• LESETEXT
Postkartenverlag Hans Hartz: „Blick über Berchtesgaden auf den Watzmann, 1957“ Reinhard Matz oder Irena Wunsch: Lenin in den Schweizer Bergen (Ausschnitt), 2003
Postkartenverlag Hans Hartz: „Blick über Berchtesgaden auf den Watzmann, 1957“ (DHM, 319) Reinhard Matz oder Irena Wunsch: Lenin in den Schweizer Bergen (Ausschnitt), 2003 (Herz, 35)

 

           Die Vermittlung des Projekts als Buch folgt dem Vorgehen im Realen. Die Aufnahmen des fahrenden und haltenden Lastwagens mit den Figuren auf der Ladefläche sind je Station ohne Abstand nacheinander und rundum abfallend wiedergegeben, wobei einzelne Bilder gelegentlich über den Bund oder bis zur nächsten Seite fortgesetzt werden. Die Durchsicht wird damit ebenso mit scharfen Schnitten unterbrochen, wie der Betrachter zum Weiterblättern animiert wird. In die Textpassagen sind die kleinformatigen Bildnisse der Interviewten und Redner eingestreut. Der Leser und Betrachter verlangsamt das Tempo. Er fährt also mit Herz und seiner Begleitung und hält mit ihnen an, um zuzuhören, was dieser Redner und jene Gesprächspartnerin zu sagen haben.

• ARBEITSAUFTRAG A
Tippen Sie aus dem Lesetext alles von „Die Vermittlung des“ bis hinunter zu „zu sagen haben.“ zeichengenau ab.
• ARBEITSAUFTRAG B
Was ist laut Lesetext in die Textpassagen des Buches eingestreut?

• DATENSÄTZE
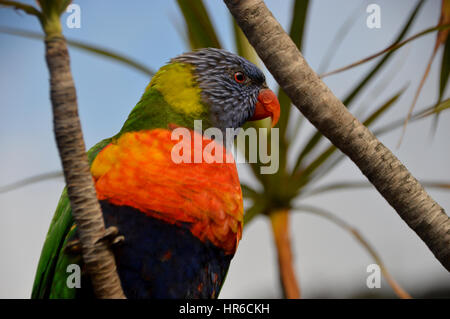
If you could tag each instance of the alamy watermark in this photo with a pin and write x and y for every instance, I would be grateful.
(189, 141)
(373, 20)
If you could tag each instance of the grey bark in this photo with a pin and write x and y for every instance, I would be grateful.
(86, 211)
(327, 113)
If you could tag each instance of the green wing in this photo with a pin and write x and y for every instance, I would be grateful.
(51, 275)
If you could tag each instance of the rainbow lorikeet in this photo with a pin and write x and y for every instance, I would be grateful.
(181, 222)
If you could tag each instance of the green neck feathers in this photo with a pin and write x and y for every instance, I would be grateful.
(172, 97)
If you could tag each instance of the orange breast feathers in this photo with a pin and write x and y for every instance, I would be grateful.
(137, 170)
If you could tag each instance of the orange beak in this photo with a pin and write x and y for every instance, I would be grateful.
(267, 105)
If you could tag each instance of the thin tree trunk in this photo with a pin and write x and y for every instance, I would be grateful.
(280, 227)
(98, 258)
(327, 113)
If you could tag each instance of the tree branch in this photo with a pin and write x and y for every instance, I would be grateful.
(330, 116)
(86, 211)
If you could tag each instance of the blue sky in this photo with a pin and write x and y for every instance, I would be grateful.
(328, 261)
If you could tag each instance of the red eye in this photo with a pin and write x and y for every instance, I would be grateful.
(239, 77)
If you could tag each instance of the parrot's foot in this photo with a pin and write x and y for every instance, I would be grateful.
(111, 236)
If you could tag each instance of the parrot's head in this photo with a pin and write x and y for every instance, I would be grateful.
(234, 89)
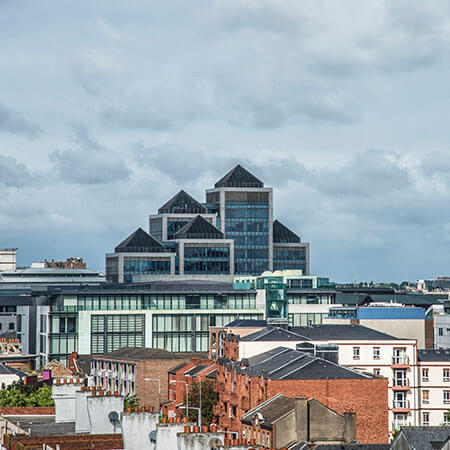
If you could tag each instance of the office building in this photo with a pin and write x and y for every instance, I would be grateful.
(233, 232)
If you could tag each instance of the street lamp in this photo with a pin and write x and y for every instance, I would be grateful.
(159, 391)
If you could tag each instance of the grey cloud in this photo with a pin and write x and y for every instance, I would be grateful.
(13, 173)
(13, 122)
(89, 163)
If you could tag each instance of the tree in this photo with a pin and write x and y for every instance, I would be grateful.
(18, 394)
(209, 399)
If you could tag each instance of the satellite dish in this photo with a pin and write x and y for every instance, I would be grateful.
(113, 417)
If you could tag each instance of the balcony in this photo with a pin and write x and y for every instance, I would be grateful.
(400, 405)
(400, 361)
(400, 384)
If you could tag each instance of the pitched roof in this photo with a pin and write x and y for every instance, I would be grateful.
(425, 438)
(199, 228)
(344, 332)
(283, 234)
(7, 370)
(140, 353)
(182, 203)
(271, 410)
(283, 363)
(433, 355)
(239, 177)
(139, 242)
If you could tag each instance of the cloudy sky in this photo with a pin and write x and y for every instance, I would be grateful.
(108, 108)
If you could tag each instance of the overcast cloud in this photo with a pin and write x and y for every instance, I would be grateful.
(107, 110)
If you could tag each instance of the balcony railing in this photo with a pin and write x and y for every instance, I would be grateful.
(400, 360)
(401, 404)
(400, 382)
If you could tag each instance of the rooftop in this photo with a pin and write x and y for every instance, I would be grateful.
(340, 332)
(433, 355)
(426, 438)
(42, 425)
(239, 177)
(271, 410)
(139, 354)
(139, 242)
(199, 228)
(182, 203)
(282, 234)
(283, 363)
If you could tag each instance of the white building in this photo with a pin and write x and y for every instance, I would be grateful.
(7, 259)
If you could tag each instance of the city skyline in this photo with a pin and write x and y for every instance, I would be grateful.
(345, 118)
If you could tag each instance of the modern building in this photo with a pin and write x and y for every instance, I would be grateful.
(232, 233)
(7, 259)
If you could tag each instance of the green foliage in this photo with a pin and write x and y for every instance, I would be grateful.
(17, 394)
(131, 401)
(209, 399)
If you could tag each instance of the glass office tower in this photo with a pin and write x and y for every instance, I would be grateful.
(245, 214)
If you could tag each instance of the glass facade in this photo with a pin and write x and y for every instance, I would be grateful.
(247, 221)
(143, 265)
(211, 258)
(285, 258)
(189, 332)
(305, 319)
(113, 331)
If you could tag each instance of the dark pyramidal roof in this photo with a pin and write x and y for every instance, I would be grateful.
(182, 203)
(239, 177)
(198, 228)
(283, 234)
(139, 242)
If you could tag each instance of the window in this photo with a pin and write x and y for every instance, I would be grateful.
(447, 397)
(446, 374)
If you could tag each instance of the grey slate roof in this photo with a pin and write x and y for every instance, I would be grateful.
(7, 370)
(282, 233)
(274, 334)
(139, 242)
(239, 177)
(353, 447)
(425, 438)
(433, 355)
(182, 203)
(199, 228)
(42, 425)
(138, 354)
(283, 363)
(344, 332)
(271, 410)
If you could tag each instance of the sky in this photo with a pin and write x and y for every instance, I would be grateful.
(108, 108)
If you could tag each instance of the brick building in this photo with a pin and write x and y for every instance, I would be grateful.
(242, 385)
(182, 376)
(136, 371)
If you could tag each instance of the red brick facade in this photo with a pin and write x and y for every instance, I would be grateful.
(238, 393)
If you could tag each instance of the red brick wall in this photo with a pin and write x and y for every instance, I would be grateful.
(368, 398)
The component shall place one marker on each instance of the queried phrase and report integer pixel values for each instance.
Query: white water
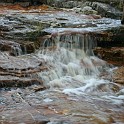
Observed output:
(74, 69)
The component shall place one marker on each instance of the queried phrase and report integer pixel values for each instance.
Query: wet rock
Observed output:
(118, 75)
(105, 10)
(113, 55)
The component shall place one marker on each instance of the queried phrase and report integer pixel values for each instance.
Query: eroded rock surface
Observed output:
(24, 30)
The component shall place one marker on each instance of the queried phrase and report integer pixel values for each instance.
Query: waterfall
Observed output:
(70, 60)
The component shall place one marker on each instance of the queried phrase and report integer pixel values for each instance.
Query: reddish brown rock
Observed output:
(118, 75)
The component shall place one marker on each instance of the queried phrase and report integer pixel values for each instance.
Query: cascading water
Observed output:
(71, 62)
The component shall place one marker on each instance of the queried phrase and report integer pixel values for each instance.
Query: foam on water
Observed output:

• ERWARTETE AUSGABE A
Die Vermittlung des Projekts als Buch folgt dem Vorgehen im Realen. Die Aufnahmen des fahrenden und haltenden Lastwagens mit den Figuren auf der Ladefläche sind je Station ohne Abstand nacheinander und rundum abfallend wiedergegeben, wobei einzelne Bilder gelegentlich über den Bund oder bis zur nächsten Seite fortgesetzt werden. Die Durchsicht wird damit ebenso mit scharfen Schnitten unterbrochen, wie der Betrachter zum Weiterblättern animiert wird. In die Textpassagen sind die kleinformatigen Bildnisse der Interviewten und Redner eingestreut. Der Leser und Betrachter verlangsamt das Tempo. Er fährt also mit Herz und seiner Begleitung und hält mit ihnen an, um zuzuhören, was dieser Redner und jene Gesprächspartnerin zu sagen haben.

• ERWARTETE AUSGABE B
Die kleinformatigen Bildnisse der Interviewten und Redner.